==== Available records ====
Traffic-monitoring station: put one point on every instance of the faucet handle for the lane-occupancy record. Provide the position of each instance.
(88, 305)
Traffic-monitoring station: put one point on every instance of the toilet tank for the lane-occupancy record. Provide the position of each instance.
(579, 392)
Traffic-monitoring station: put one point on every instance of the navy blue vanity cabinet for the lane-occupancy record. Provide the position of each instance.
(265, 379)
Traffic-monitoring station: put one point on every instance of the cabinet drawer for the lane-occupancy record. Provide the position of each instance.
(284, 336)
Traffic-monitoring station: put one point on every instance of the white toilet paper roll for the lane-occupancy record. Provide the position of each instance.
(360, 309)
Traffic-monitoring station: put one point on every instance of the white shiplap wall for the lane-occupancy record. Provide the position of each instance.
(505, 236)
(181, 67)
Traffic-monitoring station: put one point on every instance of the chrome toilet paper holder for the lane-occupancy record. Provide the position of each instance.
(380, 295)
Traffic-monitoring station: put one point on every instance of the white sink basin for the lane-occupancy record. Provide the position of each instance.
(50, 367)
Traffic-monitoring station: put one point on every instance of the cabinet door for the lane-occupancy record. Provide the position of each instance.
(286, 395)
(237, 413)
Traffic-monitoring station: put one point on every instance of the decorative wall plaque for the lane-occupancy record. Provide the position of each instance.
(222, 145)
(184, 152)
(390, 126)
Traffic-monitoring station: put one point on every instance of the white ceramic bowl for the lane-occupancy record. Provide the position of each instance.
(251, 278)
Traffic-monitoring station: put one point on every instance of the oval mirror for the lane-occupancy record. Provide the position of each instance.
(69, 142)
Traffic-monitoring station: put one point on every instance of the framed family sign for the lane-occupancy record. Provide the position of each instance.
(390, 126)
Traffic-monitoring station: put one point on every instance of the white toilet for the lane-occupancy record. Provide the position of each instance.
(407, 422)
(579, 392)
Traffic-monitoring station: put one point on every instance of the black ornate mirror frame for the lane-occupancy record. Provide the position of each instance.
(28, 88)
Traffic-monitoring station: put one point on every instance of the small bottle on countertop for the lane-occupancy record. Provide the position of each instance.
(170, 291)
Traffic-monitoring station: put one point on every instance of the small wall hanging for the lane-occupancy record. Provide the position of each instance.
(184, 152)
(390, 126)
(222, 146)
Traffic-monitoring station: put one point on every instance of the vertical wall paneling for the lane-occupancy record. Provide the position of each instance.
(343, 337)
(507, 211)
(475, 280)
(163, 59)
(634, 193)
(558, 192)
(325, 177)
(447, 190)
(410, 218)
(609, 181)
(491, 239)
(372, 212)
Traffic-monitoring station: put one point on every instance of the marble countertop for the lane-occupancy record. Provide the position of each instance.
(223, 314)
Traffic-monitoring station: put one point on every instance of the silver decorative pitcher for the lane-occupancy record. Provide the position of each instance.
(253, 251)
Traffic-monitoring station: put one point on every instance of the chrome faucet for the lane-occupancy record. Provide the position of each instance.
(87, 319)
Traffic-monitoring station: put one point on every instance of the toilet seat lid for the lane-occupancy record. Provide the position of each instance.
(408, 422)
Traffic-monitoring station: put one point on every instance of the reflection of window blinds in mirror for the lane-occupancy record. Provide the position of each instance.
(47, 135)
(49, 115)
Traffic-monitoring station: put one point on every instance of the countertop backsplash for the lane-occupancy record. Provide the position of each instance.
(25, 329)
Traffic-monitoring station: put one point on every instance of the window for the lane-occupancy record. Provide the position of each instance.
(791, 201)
====
* **Your assignment**
However many lines the data holds, return each one exactly.

* **Answer space**
Traffic-monitoring station: put one point on every instance of the faucet handle for the lane-occupancy record. Provide the position of each instance.
(88, 305)
Traffic-monitoring station: put one point on every instance of the toilet tank for the lane-occupancy record. Provide the position of each instance.
(579, 392)
Traffic-monitoring station: put one point on every instance of the navy blue vanity cabinet for the lane-occupancy record. Provide the position of each instance.
(265, 379)
Traffic-monitoring station: put one point on every instance of the cabinet drawer for the lane-occupancy record. Provide the position of each instance.
(284, 336)
Traffic-monitoring station: put one point on every instance of the white toilet paper roll for the lane-occupancy record. Provide the position of each instance.
(360, 309)
Traffic-monitoring station: put one point on every instance of the white shiplap wall for the lane-occupancy record. Provide the position of each instance.
(505, 236)
(181, 67)
Traffic-monitoring station: put one point on every instance of the chrome toilet paper holder for the lane-occupancy record. Provide the position of each instance.
(380, 295)
Traffic-monitoring station: put one point on every instance of the white sink basin for the lane-occupancy record. Provide the position of each instance.
(50, 367)
Traffic-monitoring station: put one point on every instance of the cabinet door for the lane-occupancy record. Provide the position of each instance.
(286, 395)
(237, 413)
Traffic-monitoring station: put one point on every instance of the decorative wall plaque for the lane-occupancy record. Provide the position of each instance.
(222, 145)
(184, 152)
(390, 126)
Traffic-monitoring station: put one point on every instance of the white ceramic bowl for the lane-occupancy record. Provide the position of each instance.
(251, 278)
Traffic-monitoring station: put one point on every instance of the oval mirror for the lane-occupancy record. Provide the position of each instance.
(69, 142)
Traffic-monitoring station: put one point on every instance of the framed family sign for the lane-occupancy record. Provide the position of each instance.
(390, 126)
Traffic-monitoring station: put one point on every instance of the white toilet for the lane-occupancy record. Provide the position of each instance.
(407, 422)
(579, 392)
Traffic-monitoring station: put one point on every instance of the black ornate mirror frame for the lane-occupancy record. Provide the position of each instance.
(28, 88)
Traffic-monitoring station: put one point on every instance of the small bottle on countertop for the lane-occupancy record. Provide the position of each instance.
(170, 291)
Traffic-monitoring station: put one point on every instance of the small wall hanging for the lane-occupancy record. Provide the position of each instance.
(184, 152)
(390, 126)
(222, 146)
Traffic-monitoring station: put one point on every instance of the vertical wall paneling for the lane-occupancy record. Provide the position of each instance.
(343, 337)
(507, 211)
(475, 280)
(163, 59)
(634, 193)
(558, 192)
(325, 177)
(447, 190)
(410, 218)
(609, 181)
(491, 239)
(372, 212)
Traffic-monitoring station: put one point on every instance of the marble countertop for the lane-occupancy record. Provide the position of each instance.
(223, 314)
Traffic-monitoring station: put one point on every instance of the silver decorative pitcher for the lane-occupancy record. Provide the position of each instance.
(253, 251)
Traffic-monitoring station: put one point on every instance of the chrome faucet for the lane-occupancy record. Provide the position of each instance.
(87, 319)
Traffic-monitoring station: put one point on every instance of the toilet seat lid for the lane-occupancy record. Provide the position of each instance.
(408, 422)
Traffic-monitoring station: put one point on every instance of the reflection of window blinds in mirror for the lane-occupancy record. Provide the position of each instance.
(47, 135)
(49, 115)
Traffic-monitoring station: put one point on every instance of the countertop backsplash for the lane-occupancy record. Provide the position of each instance.
(25, 329)
Traffic-monitoring station: put one point on every instance of the window for the lane-occupancy record. Provide the position of each instance.
(791, 201)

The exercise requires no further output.